The original question is as follows:
Let $(f_1, f_2, …, f_k)$ and $(g_1, g_2, …, g_k)$ be linearly independent sets of dual vectors in $(\mathbb{R}^n)^*$.
Show that both sets span the same k-dimensional subspace of $(\mathbb{R}^n)^*$ iff
$f_1 \wedge f_2 \wedge\ …\ \wedge f_k = c \cdot g_1 \wedge g_2 \wedge\ …\ \wedge g_k$, $c \neq 0$.
My proof is as follows, but I am not sure that it is sufficient:
$(f_1, f_2, …, f_k)$ and $(g_1, g_2, …, g_k)$ are linearly independent in $(\mathbb{R}^n)^*$, so they form a basis for a k-dimensional subspace of $(\mathbb{R}^n)^*$ such that, for an ordered basis $(v_1, v_2, …, v_k)$ for a k-dimensional subspace of $\mathbb{R}^n$, $f_i(v_i) = g_i(v_i) = \delta_{ij}$ where $\delta$ is the Kronecker delta.
This is true iff $f_i(v_i)$ is some scalar multiple of $g_i(v_i)$, or $f_i(v_i) = c_j \cdot g_i(v_i)$, where $c_j \neq 0$.
● ● ● ● ●
### Stated problem 1
Reproduce the part of the records that opens with the line containing "For every instance of the wooden" and closes with the line containing "x=463, y=124", requests included. Scale every coordinate in the answers by 1.3, rounding to whole numbers with halves rounded up.
The thread above has no connection to the records that follow it.
● ● ● ● ●
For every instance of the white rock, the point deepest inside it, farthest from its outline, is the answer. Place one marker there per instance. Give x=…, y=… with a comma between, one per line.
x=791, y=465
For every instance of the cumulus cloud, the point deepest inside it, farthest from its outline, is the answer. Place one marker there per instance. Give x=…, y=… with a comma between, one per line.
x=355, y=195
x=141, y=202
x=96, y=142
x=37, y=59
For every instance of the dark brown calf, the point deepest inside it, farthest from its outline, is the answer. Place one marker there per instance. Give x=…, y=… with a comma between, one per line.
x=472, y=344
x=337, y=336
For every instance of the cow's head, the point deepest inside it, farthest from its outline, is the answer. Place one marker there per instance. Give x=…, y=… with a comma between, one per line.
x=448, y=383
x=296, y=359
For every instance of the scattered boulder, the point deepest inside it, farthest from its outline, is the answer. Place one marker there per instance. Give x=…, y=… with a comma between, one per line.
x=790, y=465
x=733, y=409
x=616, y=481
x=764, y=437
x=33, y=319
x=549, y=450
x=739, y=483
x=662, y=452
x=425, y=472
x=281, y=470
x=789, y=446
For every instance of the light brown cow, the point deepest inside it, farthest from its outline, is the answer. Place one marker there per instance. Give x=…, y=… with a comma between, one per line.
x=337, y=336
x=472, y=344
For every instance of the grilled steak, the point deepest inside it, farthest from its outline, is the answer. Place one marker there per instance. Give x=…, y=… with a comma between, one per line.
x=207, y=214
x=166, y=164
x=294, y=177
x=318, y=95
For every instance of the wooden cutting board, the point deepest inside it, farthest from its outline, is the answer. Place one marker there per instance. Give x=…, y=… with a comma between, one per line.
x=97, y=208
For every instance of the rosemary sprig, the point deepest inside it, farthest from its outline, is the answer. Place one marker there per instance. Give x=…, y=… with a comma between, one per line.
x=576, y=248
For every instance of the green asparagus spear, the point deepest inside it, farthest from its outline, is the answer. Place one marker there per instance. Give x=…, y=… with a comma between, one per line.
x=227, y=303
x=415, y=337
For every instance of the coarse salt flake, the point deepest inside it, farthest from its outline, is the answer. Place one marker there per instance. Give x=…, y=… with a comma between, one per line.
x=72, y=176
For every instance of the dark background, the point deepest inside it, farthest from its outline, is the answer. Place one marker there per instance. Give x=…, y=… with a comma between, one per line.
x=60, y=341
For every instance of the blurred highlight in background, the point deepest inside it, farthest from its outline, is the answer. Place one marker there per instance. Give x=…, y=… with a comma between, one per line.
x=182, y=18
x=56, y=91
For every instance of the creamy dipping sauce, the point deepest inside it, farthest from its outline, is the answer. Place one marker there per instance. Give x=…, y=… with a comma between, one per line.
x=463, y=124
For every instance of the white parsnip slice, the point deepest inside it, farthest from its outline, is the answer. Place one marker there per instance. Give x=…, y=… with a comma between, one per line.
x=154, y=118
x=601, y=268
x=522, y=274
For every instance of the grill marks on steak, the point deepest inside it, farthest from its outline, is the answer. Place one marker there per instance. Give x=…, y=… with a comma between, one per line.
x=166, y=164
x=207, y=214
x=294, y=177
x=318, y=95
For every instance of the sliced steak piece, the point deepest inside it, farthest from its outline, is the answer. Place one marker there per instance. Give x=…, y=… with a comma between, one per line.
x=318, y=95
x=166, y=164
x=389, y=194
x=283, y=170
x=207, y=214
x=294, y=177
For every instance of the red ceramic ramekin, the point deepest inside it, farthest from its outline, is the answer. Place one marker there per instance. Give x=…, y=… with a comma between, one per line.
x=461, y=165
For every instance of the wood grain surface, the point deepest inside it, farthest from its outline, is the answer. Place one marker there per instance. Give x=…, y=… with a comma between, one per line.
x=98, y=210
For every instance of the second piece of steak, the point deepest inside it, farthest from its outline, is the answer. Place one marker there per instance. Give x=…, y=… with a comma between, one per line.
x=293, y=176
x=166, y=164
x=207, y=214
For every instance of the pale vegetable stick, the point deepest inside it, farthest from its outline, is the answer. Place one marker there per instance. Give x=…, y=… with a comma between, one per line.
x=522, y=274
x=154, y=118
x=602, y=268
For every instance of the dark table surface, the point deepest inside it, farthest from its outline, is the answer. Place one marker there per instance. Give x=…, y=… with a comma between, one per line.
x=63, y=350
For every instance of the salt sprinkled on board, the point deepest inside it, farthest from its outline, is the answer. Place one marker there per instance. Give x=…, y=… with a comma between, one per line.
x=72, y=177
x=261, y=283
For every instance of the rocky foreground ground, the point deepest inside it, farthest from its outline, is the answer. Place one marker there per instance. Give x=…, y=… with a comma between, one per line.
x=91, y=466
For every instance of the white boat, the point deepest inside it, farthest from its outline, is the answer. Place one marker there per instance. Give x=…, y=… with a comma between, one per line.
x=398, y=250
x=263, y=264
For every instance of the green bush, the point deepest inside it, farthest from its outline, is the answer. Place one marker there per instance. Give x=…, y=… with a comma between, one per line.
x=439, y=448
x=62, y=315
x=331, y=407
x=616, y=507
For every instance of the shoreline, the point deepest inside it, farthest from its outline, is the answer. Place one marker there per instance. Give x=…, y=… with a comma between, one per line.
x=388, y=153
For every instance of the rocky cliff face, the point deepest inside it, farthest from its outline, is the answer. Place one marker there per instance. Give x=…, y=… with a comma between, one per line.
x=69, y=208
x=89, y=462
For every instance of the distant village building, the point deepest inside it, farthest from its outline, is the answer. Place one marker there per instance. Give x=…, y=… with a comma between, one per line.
● ● ● ● ●
### Stated problem 2
In the thread on wedge products of dual vectors, what does the symbol δ denote in the proof?

### Final answer 1
For every instance of the wooden cutting board, the point deepest inside it, farthest from its outline, is the answer. Place one marker there per instance. Give x=…, y=… with a comma between, one per line.
x=126, y=270
For every instance of the rosemary sprig, the point deepest inside it, farthest from its outline, is the answer. Place one marker there per instance. Give x=…, y=… with a comma between, one per line.
x=749, y=322
For every instance of the green asparagus spear, the point deepest inside it, farthest from its outline, is the answer. Place one marker there per instance. Give x=…, y=… with a comma between, one per line.
x=295, y=394
x=540, y=438
For every instance of the coarse salt flake, the point deepest inside it, farthest from its outline, is the answer. Place one marker there per instance. Give x=…, y=… with a comma between, one per line.
x=94, y=229
For every instance of the dark background, the point deepest inside it, farthest from its outline, is the answer. Place one marker there per instance. Give x=…, y=… with a comma between, one per line.
x=78, y=443
For every instance of the blurred highlight in background, the point deepest inside it, farthest from its outline, is the answer. Place one marker there per instance. Give x=…, y=… with a comma between, one per line.
x=237, y=23
x=73, y=118
For every instance of the creamy dipping sauce, the point deepest inside it, farthest from its outline, is the answer. Place one marker there per instance. Give x=…, y=… with a comma between, one per line.
x=602, y=161

### Final answer 2
The Kronecker delta.